In this article we will go over the purpose of mortgage protection life insurance, how it works, how to qualify, and sample rates available that are locked in for life.
Table Of Contents
- What Is Mortgage Protection Term Life Insurance?
- Age Limit
- Term Life Insurance
- Living Benefits
- Return Of Premium
1) What Is Mortgage Protection Term Life Insurance?
There are many ways to protect your family from your mortgage in case of loss of income. One of the easiest and most recommended is to take out a term life insurance policy for the amount of the principal that you owe. It is crucial to safeguard your family and loved ones against the sudden loss of income due to death or disability. It has many uses including:
- Ability to Pay off Mortgage
- Chronic Illness
- Critical Illness
- Terminal Condition
- Return of Premium (Get your money back)
- No Medical Exam
2) Age Limit
Almost any age can get mortgage protection insurance. For almost every insurance company, 80 is the oldest age that they will offer coverage for mortgage protection insurance.
If you are over this age, never fear, there are whole life options available, but those work a little differently.
3) Term Life Insurance
While there are some insurance policies that will simply pay the mortgage and nothing more if you die, these are expensive and inflexible. Most people nowadays take out a term life insurance policy to cover the mortgage and any other bills and loss of income that may arise, and term life insurance comes with additional benefits.
You can get a term that will cover the remaining years of the mortgage, and even elect to get all of your money back at the end of the term if you prefer.
4) Living Benefits
Probably the best thing about using a term life insurance policy for mortgage protection is the ability to use the living benefits of the policy that are automatically built in.

Extracted data entries:
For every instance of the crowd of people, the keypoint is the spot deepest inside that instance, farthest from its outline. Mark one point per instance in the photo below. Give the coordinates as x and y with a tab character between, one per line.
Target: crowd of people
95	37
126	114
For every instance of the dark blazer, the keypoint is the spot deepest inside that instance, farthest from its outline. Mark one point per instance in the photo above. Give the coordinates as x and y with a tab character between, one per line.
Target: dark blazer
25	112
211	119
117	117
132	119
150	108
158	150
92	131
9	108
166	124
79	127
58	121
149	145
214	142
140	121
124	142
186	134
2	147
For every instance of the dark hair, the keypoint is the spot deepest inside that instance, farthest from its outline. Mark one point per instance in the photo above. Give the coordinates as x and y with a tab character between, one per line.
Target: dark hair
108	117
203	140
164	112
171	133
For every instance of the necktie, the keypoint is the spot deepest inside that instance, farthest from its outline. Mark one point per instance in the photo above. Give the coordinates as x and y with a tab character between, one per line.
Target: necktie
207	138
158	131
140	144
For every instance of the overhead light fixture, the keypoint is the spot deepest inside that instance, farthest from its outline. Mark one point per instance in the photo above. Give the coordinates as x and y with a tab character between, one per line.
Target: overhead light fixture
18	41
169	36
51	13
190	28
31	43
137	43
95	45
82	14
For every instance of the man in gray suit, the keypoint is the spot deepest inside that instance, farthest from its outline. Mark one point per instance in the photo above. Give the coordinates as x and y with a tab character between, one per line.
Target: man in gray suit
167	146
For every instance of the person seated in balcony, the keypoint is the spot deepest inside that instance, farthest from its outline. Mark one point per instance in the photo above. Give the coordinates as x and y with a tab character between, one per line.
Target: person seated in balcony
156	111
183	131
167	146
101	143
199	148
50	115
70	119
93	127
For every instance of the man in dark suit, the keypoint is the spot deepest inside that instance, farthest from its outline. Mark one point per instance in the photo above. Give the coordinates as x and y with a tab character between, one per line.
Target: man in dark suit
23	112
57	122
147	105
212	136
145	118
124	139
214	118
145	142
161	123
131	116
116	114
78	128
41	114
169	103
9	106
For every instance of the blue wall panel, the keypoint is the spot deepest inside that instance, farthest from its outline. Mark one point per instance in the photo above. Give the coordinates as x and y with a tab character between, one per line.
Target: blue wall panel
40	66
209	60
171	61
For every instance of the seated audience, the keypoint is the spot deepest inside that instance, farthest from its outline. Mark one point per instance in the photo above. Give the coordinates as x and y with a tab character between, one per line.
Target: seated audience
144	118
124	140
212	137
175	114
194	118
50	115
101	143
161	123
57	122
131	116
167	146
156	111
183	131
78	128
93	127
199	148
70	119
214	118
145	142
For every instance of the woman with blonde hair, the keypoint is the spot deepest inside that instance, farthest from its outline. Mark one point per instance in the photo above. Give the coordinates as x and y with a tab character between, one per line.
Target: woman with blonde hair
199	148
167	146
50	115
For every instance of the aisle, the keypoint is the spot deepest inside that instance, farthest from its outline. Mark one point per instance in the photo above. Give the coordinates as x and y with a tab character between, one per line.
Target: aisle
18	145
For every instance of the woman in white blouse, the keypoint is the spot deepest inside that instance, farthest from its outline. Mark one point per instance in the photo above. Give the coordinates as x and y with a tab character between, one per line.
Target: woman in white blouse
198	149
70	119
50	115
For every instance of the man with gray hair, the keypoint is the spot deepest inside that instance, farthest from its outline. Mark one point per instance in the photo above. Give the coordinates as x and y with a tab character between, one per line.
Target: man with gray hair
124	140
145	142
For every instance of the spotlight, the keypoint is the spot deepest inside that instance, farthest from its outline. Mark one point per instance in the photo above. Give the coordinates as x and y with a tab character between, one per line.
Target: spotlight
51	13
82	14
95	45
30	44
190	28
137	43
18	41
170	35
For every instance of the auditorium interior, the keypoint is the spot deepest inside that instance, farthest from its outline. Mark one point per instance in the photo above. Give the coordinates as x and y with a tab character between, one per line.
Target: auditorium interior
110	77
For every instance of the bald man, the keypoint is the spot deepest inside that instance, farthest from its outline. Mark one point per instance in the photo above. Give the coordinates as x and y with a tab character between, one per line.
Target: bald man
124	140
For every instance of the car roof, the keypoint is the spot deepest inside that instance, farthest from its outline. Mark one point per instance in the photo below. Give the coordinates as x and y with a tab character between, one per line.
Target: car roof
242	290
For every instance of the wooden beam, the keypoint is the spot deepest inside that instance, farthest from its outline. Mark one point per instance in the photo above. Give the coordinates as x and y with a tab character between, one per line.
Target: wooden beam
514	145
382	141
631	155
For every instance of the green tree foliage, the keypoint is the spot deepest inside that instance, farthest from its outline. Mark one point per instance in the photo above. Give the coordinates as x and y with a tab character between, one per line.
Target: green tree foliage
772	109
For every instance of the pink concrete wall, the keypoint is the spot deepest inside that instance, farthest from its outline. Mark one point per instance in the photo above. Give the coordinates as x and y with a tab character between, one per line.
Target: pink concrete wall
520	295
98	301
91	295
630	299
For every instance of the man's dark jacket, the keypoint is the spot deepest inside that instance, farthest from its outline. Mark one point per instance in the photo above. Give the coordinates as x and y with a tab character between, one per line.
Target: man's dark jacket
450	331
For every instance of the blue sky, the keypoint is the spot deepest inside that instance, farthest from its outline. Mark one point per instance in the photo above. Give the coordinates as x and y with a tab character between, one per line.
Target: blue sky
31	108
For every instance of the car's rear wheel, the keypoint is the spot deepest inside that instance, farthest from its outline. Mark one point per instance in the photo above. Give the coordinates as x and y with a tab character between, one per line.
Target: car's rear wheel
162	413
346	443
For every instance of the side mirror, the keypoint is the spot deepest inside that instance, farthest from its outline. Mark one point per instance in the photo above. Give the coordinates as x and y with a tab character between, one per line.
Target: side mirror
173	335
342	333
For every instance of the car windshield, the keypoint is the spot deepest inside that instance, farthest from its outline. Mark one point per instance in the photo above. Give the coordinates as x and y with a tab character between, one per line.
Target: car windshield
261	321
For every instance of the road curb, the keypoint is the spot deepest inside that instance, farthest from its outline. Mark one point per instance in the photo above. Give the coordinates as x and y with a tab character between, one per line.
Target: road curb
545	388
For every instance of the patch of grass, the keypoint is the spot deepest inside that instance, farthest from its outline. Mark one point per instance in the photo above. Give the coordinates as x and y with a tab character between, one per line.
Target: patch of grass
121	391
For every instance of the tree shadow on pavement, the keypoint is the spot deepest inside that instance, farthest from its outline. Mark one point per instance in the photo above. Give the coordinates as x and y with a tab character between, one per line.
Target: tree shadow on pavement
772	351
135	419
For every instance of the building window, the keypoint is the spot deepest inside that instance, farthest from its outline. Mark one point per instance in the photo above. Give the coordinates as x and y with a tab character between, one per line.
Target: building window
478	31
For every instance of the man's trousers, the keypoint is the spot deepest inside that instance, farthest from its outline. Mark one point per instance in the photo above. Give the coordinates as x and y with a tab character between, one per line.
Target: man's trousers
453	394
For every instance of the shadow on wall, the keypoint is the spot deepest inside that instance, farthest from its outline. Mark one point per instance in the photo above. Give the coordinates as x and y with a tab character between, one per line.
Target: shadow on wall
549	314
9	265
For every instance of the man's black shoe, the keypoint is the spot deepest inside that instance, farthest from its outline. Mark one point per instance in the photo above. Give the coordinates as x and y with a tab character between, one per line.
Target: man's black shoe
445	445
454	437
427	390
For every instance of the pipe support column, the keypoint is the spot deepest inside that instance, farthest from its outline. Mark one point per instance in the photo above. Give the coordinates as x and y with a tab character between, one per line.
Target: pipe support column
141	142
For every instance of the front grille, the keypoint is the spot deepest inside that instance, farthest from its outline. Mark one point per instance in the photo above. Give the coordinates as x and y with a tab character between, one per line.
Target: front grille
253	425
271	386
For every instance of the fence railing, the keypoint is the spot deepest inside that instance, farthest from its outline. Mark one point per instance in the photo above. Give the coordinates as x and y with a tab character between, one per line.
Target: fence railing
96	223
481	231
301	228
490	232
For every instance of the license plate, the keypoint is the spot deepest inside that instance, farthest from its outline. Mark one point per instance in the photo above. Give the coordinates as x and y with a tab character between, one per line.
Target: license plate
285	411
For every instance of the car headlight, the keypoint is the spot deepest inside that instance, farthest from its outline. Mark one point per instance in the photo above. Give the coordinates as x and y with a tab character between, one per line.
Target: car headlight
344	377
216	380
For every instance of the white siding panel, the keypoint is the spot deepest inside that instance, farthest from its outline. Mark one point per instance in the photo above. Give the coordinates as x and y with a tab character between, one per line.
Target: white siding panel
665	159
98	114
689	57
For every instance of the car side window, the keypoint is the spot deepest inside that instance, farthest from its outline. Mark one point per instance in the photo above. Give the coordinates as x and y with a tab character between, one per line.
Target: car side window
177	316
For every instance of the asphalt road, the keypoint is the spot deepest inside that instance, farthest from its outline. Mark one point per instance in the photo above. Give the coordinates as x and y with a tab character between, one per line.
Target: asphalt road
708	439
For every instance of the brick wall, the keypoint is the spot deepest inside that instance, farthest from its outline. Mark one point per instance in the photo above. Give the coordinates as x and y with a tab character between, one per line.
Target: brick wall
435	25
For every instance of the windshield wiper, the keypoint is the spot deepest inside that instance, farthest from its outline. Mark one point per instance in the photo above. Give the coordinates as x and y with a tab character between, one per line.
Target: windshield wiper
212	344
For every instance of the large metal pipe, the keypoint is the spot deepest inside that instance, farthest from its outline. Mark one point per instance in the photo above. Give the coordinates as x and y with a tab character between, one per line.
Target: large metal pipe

Things to do =
a) In the mortgage protection insurance text, what is the oldest age at which almost every insurance company will offer mortgage protection coverage?
b) Echo the stretch of the mortgage protection insurance text from "- No Medical" through "for mortgage protection insurance.".
c) Proceed with the mortgage protection insurance text, picking up after its final sentence.

Answers given =
a) 80

b)
- No Medical Exam
2) Age Limit
Almost any age can get mortgage protection insurance. For almost every insurance company, 80 is the oldest age that they will offer coverage for mortgage protection insurance.

c)
If you are diagnosed with a…
- Terminal Illness
- Confined Care
- Chronic Illness
You can use a portion of the insurance payout while still living to address those costs.
5) Return Of Premium
A huge plus of term life insurance is the ability to get 100% of your money back at the end of the term.
This effectively makes the cost of insurance ZERO.
And the payout to you is tax free.
For example, if you paid $50/month into a term policy for 30 years, thats $18,000 that you’ve paid in premiums. If you select the return of premium option, you would get a check for $18,000. Not an insignificant sum of money.
The only catch to return of premium is that it comes at a higher monthly payment, so make sure it still fits in your budget.
If you want to see quotes from all of the top companies, fill out our quote form.
The truth is, everyone needs life insurance in some form or another. If you are worried about your family paying the mortgage if you pass away or are disabled, a term life insurance policy is the cheapest option and gives you the most benefits and flexibility.
If you don’t want to pay a monthly premium that goes down the drain, select the return of premium option which will give you all your money back.